▶ [DATA]
──────
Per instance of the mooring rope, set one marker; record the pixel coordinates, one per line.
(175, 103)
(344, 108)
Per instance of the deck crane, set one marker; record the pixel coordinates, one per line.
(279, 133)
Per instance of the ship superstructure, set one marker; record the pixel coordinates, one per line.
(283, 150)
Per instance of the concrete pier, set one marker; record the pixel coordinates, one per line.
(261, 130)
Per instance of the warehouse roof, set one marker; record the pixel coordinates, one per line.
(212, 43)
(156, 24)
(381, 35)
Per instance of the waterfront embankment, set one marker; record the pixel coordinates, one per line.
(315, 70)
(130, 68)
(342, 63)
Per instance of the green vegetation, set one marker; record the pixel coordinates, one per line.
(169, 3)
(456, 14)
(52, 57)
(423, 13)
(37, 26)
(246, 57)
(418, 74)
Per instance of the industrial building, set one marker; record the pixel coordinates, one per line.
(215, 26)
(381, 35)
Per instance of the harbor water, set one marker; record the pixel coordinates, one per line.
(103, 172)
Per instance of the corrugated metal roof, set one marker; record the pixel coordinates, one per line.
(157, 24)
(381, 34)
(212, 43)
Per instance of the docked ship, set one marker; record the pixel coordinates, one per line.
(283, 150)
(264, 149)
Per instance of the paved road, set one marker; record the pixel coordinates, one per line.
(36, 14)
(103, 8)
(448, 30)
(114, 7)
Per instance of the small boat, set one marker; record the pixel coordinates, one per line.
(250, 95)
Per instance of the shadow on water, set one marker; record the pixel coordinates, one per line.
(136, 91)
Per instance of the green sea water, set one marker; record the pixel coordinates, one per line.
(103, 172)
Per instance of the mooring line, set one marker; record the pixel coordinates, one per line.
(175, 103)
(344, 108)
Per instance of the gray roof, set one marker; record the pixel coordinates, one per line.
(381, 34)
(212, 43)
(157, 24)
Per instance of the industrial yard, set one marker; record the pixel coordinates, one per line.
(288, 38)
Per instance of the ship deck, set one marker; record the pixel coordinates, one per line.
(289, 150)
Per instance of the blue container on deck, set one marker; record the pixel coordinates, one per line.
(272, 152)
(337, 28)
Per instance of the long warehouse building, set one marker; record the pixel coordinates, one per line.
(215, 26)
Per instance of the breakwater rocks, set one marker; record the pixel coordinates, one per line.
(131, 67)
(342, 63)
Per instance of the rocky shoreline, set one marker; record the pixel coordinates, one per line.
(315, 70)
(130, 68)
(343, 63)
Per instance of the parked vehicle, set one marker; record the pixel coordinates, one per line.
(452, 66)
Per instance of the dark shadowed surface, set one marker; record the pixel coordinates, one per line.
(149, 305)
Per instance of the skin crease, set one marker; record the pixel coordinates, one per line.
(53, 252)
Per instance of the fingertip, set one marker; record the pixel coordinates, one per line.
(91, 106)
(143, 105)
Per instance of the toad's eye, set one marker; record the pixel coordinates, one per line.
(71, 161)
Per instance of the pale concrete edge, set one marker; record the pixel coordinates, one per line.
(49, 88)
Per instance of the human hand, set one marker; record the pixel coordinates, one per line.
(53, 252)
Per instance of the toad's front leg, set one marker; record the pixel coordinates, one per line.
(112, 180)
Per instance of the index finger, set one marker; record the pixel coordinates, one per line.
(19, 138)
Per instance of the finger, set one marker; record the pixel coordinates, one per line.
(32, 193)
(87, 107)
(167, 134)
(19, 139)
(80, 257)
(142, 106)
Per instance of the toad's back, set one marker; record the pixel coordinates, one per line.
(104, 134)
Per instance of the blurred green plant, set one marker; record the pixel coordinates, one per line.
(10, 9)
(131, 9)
──────
▶ [TASK]
Set down the full listing once more, exactly as written.

▶ [WRITTEN ANSWER]
Per instance of the mooring rope, set one marker; record the pixel coordinates, one per line.
(175, 103)
(344, 108)
Per instance of the deck crane, set one marker; record the pixel coordinates, one per line.
(279, 133)
Per instance of the ship superstructure, set one marker; record the pixel coordinates, one per line.
(283, 150)
Per instance of the concrete pier, set one marker; record the pixel coordinates, one per line.
(261, 130)
Per instance of the warehouse roof, set one marker; record the pixel coordinates, one per line.
(212, 43)
(156, 24)
(381, 35)
Per instance of the waterfront embankment, set one marker; record the pixel coordinates, one per line.
(315, 70)
(130, 68)
(342, 63)
Per instance of the green vegetation, set one marker; record the pixel coordinates, one per line.
(169, 3)
(456, 14)
(52, 57)
(423, 13)
(37, 26)
(246, 57)
(418, 74)
Per instance of the industrial building, set one marker; record the pixel coordinates, one per line.
(215, 26)
(381, 35)
Per instance of the harbor water, set one marker; record the pixel coordinates, one per line.
(103, 172)
Per instance of the corrugated metal roof, set one marker; record the pixel coordinates, one per line.
(157, 24)
(381, 34)
(212, 43)
Per instance of the docked ship, set one marker; record the pixel coordinates, one per line.
(283, 150)
(264, 149)
Per instance of the paved road, set one marker; record the pixel coordinates, one per line.
(36, 14)
(103, 8)
(448, 30)
(114, 7)
Per instance of the small boat, set one marker; record the pixel coordinates, one per line.
(250, 95)
Per instance of the shadow on water, set one marker; record the pixel coordinates, one per line.
(136, 91)
Per instance of the green sea water, set one marker; record the pixel coordinates, one per line.
(103, 172)
Per instance of the mooring line, set one marker; record the pixel coordinates, one per line.
(175, 103)
(344, 108)
Per instance of the gray roof, set one marker; record the pixel coordinates, one per line.
(381, 34)
(212, 43)
(157, 24)
Per instance of the industrial yard, set one marker; record the pixel coordinates, one per line.
(288, 38)
Per instance of the ship deck, set one marker; record the pixel coordinates, one per line.
(289, 150)
Per instance of the blue container on deck, set one marker; record the pixel coordinates, one per line.
(272, 152)
(337, 28)
Per instance of the long warehouse building, set one marker; record the pixel coordinates, one per line.
(215, 26)
Per instance of the breakwater rocks, set one marker; record the pixel coordinates, one per line.
(131, 67)
(342, 63)
Per instance of the rocky shoreline, set one marker; record the pixel coordinates, one per line.
(315, 70)
(130, 68)
(343, 63)
Per instance of the parked vehicle, set one marker; record the pixel coordinates, one per line.
(452, 66)
Per instance of the dark shadowed surface, set one marker; record the pixel coordinates, one per line.
(149, 305)
Per instance of the skin crease, set one marker; record the pixel coordinates, one per line.
(53, 252)
Per instance of the fingertip, set one marker; record the pixel coordinates, one per line.
(91, 106)
(143, 105)
Per instance of the toad's eye, set one marker; record the pixel coordinates, one per line.
(71, 161)
Per instance of the pale concrete edge, set one marker; record the pixel coordinates, one per line.
(49, 88)
Per instance of the human hand, set one marker; record the pixel coordinates, one per line.
(53, 252)
Per instance of the toad's front leg, set one marker; record the pixel coordinates, one per line.
(112, 180)
Per instance of the index finger, set one marker; record the pixel coordinates, one per line.
(19, 138)
Per instance of the finger, set one marker; record the pixel coordinates, one per line.
(32, 193)
(87, 107)
(167, 134)
(19, 139)
(80, 257)
(142, 106)
Per instance of the toad's back, set one marker; record the pixel coordinates, one per line.
(104, 134)
Per instance of the blurred green plant, set one marker; record the pixel coordinates, one per line.
(10, 9)
(131, 9)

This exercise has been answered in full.